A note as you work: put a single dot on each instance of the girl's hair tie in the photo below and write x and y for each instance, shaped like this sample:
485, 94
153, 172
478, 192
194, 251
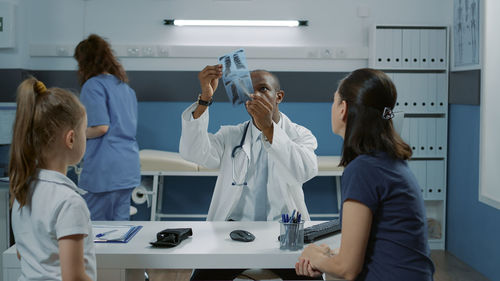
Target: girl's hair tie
40, 87
387, 114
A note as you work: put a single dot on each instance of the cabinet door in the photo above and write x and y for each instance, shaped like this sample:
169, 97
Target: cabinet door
411, 48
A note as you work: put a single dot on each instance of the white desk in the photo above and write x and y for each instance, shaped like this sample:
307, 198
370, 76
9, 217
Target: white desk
209, 247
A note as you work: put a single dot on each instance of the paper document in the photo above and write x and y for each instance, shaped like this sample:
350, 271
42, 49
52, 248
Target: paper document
236, 77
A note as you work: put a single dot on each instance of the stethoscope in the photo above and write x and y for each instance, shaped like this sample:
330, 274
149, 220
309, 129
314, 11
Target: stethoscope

● EXERCISE DIRECTIONS
Lines from the one containing "of the stethoscope" through the last line of the data above are the only output wanted; restate them exactly.

● ANSWER
A note as you work: put a single dot on each instance of the stethoscope in the photo above and write x and y for each instance, shaped like this sample:
330, 274
149, 220
309, 129
314, 11
Target: stethoscope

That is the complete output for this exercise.